> LISTED RECORDS
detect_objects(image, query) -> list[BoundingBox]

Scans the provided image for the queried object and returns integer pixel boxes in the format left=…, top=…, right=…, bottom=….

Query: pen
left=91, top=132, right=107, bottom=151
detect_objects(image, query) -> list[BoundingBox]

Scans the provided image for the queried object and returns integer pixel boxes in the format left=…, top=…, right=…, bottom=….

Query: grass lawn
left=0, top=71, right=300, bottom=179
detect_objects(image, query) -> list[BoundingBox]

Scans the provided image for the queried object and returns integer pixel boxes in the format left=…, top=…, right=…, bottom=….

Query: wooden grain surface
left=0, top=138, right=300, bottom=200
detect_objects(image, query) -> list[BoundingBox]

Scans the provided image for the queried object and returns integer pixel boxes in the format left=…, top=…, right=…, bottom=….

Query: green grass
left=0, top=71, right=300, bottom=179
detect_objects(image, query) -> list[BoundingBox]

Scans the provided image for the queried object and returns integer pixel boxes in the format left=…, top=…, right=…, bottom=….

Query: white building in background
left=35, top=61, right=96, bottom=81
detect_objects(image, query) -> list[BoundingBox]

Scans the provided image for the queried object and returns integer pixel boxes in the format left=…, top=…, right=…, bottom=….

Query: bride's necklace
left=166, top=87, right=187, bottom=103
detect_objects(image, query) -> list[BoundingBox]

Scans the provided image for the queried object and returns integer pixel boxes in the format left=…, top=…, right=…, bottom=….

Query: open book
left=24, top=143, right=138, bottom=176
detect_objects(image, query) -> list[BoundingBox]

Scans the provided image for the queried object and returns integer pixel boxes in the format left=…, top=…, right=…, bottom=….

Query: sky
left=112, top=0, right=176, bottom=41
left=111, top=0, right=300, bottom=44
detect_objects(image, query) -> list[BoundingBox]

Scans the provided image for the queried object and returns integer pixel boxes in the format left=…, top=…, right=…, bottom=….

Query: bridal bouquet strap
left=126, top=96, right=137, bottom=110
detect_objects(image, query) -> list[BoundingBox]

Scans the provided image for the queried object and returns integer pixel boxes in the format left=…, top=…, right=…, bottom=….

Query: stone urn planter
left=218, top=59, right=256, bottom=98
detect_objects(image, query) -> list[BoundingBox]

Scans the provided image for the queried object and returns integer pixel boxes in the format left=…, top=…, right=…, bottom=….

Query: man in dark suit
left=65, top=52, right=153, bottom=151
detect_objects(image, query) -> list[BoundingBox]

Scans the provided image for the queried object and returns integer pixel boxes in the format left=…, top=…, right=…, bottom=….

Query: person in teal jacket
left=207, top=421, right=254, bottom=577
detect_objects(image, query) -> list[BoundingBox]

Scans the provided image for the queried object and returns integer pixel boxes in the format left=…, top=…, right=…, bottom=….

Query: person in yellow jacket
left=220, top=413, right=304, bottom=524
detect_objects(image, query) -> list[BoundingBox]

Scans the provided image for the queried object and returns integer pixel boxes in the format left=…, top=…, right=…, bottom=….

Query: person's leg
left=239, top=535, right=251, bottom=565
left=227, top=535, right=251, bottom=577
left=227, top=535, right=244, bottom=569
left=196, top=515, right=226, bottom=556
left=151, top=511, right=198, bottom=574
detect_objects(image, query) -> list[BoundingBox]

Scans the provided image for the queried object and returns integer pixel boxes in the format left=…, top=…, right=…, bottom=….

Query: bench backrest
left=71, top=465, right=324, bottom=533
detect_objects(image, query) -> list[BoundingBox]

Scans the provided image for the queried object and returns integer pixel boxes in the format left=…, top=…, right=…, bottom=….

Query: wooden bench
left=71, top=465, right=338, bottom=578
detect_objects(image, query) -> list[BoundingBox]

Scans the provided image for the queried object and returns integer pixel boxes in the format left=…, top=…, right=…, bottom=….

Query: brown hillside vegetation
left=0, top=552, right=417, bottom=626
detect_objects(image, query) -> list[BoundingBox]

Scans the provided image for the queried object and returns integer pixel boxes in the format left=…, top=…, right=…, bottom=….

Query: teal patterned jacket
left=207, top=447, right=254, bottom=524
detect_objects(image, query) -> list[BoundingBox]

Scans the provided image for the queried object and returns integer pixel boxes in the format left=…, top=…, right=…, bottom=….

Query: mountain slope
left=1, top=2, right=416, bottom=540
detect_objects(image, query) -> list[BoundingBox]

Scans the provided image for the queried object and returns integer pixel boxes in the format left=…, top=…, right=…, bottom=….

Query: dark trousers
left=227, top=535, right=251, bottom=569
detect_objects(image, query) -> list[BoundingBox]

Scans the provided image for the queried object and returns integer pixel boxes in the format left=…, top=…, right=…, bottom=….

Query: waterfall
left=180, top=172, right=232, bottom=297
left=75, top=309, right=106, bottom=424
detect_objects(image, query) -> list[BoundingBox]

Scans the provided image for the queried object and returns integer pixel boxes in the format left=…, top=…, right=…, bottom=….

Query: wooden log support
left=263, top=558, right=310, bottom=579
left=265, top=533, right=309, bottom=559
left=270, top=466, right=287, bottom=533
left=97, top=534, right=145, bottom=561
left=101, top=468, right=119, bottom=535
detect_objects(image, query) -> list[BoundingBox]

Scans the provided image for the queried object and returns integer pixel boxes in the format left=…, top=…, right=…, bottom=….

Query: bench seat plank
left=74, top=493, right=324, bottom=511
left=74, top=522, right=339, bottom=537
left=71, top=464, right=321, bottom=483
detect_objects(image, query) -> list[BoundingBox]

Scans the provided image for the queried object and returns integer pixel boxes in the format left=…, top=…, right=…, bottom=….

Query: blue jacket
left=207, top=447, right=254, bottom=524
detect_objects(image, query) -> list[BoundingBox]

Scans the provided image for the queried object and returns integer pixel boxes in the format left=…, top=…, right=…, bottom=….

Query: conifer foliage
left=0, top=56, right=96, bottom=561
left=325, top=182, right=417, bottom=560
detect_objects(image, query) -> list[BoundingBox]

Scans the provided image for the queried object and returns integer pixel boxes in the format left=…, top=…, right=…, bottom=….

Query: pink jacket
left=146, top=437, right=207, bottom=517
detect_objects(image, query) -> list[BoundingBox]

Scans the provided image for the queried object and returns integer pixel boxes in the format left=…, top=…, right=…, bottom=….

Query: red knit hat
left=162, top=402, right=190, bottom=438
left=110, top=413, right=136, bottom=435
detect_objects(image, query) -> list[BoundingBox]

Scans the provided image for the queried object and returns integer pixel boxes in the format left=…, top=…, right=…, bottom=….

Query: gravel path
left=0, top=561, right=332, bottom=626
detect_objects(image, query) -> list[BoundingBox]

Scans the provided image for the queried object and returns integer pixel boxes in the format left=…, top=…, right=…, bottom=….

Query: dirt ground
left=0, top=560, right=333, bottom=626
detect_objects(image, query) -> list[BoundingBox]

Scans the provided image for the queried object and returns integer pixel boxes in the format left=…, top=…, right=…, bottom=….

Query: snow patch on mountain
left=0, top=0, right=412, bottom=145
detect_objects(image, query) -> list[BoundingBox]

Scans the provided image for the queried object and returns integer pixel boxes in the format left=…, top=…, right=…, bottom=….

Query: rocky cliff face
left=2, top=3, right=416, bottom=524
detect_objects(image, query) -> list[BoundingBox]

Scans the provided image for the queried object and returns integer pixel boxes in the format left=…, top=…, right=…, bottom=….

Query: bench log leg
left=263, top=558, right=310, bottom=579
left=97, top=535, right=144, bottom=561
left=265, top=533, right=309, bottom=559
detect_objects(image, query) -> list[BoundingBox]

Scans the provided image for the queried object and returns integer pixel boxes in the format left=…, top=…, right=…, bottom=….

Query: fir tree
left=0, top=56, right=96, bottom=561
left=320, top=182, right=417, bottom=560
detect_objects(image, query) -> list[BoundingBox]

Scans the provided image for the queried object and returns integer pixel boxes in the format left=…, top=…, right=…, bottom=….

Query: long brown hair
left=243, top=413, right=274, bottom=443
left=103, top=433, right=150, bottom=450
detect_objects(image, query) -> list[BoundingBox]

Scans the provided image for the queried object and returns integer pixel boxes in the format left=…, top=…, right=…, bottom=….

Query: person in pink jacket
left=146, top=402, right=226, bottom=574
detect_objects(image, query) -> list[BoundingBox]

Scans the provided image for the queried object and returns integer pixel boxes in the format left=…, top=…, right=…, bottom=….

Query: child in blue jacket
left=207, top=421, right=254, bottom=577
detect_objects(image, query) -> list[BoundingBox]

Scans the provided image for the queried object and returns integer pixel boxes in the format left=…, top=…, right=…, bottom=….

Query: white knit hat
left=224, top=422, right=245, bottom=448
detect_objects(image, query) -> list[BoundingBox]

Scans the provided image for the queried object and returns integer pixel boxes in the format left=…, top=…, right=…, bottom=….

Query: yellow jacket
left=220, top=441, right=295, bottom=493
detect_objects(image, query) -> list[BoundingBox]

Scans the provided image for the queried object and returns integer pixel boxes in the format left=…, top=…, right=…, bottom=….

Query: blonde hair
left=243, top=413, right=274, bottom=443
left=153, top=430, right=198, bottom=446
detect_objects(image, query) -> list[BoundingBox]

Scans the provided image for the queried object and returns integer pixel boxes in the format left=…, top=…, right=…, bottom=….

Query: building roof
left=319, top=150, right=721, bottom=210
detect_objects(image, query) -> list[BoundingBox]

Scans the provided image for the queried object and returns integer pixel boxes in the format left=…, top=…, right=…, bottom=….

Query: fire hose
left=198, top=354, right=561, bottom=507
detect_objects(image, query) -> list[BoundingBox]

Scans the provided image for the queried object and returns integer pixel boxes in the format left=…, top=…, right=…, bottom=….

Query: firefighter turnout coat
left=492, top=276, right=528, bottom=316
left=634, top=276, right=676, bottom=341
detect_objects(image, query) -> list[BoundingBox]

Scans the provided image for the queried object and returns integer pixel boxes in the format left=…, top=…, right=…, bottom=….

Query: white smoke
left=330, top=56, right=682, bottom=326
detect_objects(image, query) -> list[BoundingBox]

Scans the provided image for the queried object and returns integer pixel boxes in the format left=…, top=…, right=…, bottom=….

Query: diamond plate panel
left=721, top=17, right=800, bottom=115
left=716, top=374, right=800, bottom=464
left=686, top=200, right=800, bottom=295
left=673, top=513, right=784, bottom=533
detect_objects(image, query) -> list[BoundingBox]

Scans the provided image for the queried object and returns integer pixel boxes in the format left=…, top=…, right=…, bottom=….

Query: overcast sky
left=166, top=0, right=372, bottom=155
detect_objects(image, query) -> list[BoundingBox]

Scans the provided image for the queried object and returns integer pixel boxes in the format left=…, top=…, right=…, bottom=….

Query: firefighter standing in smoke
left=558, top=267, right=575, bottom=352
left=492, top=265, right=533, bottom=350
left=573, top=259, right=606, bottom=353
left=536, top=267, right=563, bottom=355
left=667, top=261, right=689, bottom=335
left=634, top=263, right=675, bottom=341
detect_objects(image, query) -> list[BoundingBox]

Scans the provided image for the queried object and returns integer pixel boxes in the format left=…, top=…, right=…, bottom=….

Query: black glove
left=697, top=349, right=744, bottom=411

> STATED GOAL
Filter the lines above, keeping every one that contains the word "wooden". Case counts.

> TASK ANSWER
Query: wooden grain surface
Query: wooden bench
Query: wooden log support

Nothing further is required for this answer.